Written instruction: Format the records below as a numbered list, from the line with "Provide one point per instance of the fingers" to the line with "[(354, 134), (83, 111)]", leaving out any blank lines.

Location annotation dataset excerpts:
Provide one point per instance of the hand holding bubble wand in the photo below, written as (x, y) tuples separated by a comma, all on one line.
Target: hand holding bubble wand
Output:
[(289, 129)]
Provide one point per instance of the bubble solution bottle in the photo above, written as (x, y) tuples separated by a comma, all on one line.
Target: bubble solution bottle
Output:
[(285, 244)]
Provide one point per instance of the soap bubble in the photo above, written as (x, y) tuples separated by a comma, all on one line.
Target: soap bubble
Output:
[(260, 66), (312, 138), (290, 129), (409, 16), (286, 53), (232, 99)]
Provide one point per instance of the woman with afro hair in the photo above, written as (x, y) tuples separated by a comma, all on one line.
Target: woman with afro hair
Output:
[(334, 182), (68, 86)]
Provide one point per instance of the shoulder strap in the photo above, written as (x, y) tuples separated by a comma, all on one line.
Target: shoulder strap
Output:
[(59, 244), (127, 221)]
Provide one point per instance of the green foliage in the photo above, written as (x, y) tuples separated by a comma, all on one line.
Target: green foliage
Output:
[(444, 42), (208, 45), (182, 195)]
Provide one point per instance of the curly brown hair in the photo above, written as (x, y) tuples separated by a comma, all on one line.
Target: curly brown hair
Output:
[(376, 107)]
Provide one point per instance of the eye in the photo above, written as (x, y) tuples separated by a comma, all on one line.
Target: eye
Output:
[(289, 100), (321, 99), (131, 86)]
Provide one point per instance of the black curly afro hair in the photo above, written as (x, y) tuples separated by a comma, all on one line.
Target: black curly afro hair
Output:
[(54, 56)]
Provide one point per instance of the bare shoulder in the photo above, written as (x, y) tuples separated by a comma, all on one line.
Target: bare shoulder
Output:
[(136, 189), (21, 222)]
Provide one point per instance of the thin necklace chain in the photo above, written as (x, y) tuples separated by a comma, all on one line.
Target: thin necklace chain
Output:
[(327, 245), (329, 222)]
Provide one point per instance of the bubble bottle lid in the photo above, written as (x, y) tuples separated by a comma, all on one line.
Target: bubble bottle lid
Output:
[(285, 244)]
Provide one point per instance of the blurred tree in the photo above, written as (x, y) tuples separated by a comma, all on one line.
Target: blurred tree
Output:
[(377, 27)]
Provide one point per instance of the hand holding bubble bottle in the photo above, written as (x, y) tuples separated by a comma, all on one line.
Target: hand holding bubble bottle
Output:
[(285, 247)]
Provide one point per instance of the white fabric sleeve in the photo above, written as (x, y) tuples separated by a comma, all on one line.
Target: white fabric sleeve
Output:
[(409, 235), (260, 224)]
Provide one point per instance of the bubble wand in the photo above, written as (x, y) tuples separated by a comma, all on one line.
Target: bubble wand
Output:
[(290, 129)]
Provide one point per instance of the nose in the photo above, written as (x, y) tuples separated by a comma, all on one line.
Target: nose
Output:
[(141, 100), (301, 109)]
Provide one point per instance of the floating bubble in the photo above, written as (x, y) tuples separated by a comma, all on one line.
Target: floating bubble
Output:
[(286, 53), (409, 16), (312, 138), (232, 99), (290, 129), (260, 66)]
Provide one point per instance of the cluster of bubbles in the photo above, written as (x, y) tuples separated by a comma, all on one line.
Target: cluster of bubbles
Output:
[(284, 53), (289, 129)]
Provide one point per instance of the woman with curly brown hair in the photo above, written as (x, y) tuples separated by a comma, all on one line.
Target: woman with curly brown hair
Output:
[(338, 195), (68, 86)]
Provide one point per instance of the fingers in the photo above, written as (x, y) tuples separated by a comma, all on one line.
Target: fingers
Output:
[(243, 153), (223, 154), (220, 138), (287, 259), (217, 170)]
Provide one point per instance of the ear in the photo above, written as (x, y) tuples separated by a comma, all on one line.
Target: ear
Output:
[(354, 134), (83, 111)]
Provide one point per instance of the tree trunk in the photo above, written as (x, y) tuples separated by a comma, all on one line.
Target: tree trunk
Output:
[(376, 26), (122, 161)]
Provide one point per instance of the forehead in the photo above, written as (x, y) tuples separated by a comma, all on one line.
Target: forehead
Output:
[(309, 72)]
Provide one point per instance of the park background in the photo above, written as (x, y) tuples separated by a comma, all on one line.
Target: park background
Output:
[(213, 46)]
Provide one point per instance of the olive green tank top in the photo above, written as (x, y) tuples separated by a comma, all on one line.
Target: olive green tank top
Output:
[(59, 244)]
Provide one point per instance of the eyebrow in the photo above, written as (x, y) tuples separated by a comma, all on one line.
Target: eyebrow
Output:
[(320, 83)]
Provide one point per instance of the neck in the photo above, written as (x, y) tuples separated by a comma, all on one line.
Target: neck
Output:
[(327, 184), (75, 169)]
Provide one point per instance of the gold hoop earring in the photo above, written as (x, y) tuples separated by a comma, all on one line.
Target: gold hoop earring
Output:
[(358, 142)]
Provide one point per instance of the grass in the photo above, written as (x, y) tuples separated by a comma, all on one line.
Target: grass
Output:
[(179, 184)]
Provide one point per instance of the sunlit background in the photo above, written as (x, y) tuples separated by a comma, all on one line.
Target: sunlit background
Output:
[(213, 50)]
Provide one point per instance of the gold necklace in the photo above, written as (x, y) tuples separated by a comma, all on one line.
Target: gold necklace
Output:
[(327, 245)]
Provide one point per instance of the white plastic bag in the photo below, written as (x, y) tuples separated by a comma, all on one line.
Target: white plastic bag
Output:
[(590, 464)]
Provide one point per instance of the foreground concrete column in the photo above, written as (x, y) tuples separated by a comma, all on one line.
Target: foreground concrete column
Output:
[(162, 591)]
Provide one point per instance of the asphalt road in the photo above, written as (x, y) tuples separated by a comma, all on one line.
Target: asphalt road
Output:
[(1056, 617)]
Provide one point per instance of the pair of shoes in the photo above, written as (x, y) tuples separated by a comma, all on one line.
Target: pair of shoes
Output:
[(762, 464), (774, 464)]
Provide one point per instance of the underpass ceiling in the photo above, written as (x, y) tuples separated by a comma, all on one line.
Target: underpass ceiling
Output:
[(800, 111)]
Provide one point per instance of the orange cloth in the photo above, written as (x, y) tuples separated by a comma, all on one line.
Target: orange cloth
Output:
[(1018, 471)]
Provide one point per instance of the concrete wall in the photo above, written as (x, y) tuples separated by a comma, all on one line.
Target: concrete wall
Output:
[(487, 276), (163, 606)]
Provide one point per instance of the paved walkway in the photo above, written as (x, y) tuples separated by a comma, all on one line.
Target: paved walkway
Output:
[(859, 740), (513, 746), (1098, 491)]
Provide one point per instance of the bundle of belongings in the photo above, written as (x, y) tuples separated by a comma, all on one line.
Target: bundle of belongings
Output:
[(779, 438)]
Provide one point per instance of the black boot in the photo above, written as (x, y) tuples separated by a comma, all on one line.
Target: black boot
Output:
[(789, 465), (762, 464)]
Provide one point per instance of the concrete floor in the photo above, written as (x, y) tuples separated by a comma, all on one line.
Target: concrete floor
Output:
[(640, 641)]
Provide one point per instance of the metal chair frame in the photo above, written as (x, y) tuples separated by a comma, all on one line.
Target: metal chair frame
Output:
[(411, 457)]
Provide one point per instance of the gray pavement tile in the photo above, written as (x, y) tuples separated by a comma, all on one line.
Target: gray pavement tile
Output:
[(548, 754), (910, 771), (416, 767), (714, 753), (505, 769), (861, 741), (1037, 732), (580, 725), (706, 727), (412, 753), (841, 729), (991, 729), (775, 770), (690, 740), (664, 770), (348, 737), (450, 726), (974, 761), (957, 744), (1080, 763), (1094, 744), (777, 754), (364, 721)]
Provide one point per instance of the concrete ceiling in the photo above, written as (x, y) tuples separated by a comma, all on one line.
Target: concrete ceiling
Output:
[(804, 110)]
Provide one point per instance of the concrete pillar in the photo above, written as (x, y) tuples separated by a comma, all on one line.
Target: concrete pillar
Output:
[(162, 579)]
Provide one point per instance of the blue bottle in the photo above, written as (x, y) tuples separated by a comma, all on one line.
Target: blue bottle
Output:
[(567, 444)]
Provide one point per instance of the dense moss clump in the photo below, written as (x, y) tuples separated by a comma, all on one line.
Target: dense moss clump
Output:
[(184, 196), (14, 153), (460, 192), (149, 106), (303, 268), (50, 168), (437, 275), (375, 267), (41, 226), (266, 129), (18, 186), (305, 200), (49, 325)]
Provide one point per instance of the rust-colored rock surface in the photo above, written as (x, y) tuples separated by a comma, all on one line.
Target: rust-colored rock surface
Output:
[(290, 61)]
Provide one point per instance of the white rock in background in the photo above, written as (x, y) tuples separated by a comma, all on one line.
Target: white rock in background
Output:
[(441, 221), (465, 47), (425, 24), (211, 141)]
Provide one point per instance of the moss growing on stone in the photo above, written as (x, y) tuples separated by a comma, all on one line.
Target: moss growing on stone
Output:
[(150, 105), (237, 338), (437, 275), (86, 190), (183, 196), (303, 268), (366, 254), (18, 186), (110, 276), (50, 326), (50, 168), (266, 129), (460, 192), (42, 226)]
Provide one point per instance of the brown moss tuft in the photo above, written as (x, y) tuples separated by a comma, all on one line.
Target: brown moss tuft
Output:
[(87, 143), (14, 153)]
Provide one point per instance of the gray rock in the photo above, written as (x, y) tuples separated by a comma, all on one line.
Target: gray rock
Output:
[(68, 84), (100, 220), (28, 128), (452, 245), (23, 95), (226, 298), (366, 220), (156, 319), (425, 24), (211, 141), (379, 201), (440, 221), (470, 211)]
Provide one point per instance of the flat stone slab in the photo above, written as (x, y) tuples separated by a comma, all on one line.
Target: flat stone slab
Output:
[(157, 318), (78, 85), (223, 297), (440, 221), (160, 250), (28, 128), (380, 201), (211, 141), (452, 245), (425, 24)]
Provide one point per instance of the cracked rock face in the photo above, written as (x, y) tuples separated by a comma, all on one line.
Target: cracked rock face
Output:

Exercise result:
1. Provide one point per instance of the fingers in the photo above, written as (x, y) tuples separated by a comma, all on one line.
2. Target: fingers
3. Output:
4. [(243, 153), (223, 154), (220, 138), (287, 259), (217, 170)]
5. Provide one point per instance of the ear in the photo above, written as (x, y) tuples separated by a comma, all on one line.
6. Target: ear
7. Output:
8. [(354, 134), (83, 111)]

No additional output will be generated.